SUPPLIED TEXT
Two and a half years of roaming around the country in the Airstream, and I’ve never lost my phone. Not even for a few minutes. But a couple of months sitting in the house and suddenly it’s gone.
I remember talking to Colin Hyde this morning for a while. We were discussing the Vintage Trailer Jam and how we were going to solve electrical challenges at the event. The phone usually goes right into my pocket after a call, but this time I don’t remember what I did with it. I know I didn’t make or receive any calls for the rest of the day (unusual in itself), and then this evening when we went to the local used bookstore to trade in some books, I realized I didn’t have it.
There are too many places the phone could be, especially in the mess of a house undergoing renovation. I spent forty minutes turning over boxes and re-tracing my steps before conceding it was not here. In the Airstream, if something was lost it could not remain lost for long, because there simply wasn’t enough space for something to be without getting in the way, and thus being discovered.
To my mind this dilemma is the direct result of having too much house around me. But that excuse reminds me of A.A. Milne’s story of Winnie The Pooh being stuck in Rabbit’s door.

RECORDED DATA
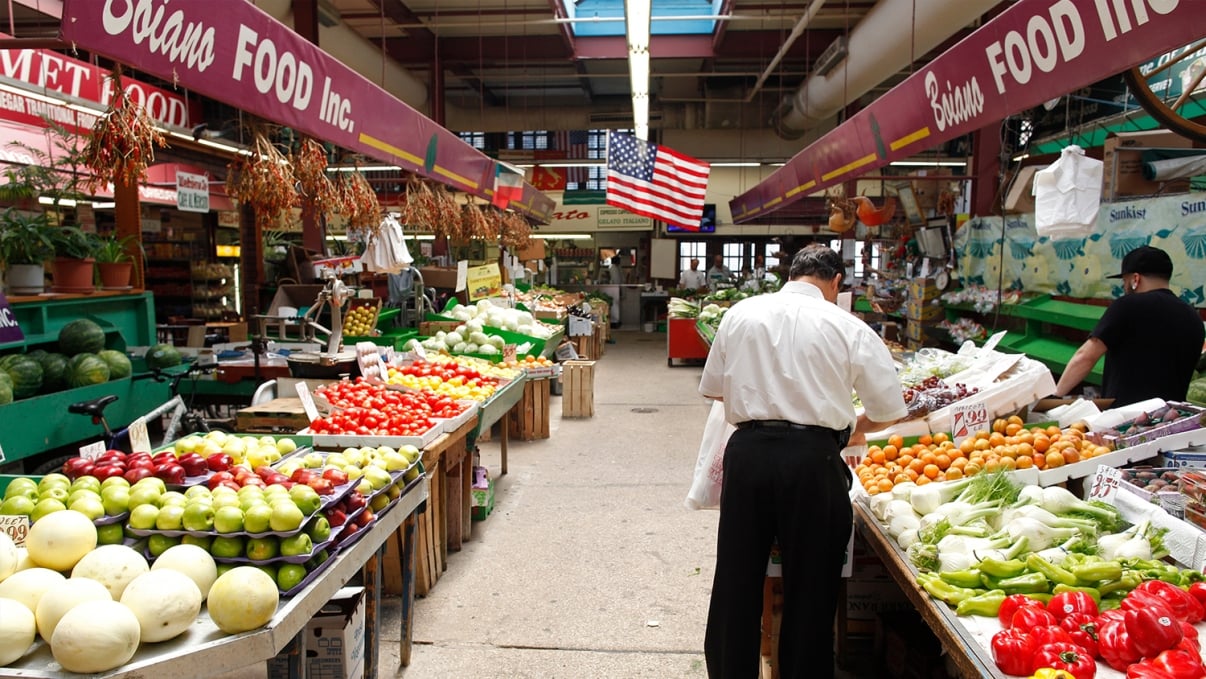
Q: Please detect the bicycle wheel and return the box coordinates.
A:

GOAL A
Translate this sentence from the lost-phone passage into Spanish: "I spent forty minutes turning over boxes and re-tracing my steps before conceding it was not here."
GOAL B
Answer these from the lost-phone passage:
(i) Who was the writer talking with this morning?
(ii) For how long has the writer roamed the country in the Airstream?
(iii) What does the writer go to the local used bookstore to do?
GOAL C
Carry the lost-phone passage forward, picking up right after its final sentence.

EXERCISE OUTPUT A
Pasé cuarenta minutos volteando cajas y volviendo sobre mis pasos antes de admitir que no estaba aquí.

EXERCISE OUTPUT B
(i) Colin Hyde
(ii) Two and a half years
(iii) Trade in some books

EXERCISE OUTPUT C
“It all comes,” said Pooh crossly, “of not having front doors big enough.”
“It all comes,” said Rabbit sternly, “of eating too much.”
Perhaps Rabbit is right and it is really a matter of just being fluff-brained, like Pooh.
Things do get lost in Airstreams, I’m sure, but it takes real effort. I remember last winter when Rich C and I were camped in Tucson (this was before we bought the house). In a distracted fit of cleaning, he managed to put his cell phone in the trash, take the trash out to the dumpster, and only after the trash truck had emptied the dumpster 30 minutes later did he figure out what he’d done. By then the phone was halfway to a landfill, no doubt bleeping plaintively all the way.
I accompanied Rich on the drive over to the Verizon store to get a new phone. It was a long drive of self-remonstration, as I recall. I didn’t try to soften the blow for him either, agreeing with him every moment that he was a total doofus for tossing his phone in the trash. (That’s what guy friends do.) But his experience proved one thing: you can indeed lose a phone in an Airstream if you try hard enough.
The phone is an essential lifeline for full-time travelers and I would not be without it, even if I wasn’t working. That’s why we have two, and we keep them on separate networks. With two different networks we often find one phone works when the other doesn’t, giving a sort of redundancy and a slightly higher level of reliability. Being without mine feels like the time I sent in my camera for a week’s service. It’s one of my three essential tools: laptop, camera, and phone. With them operating normally, I can do anything — without them I feel naked and disarmed.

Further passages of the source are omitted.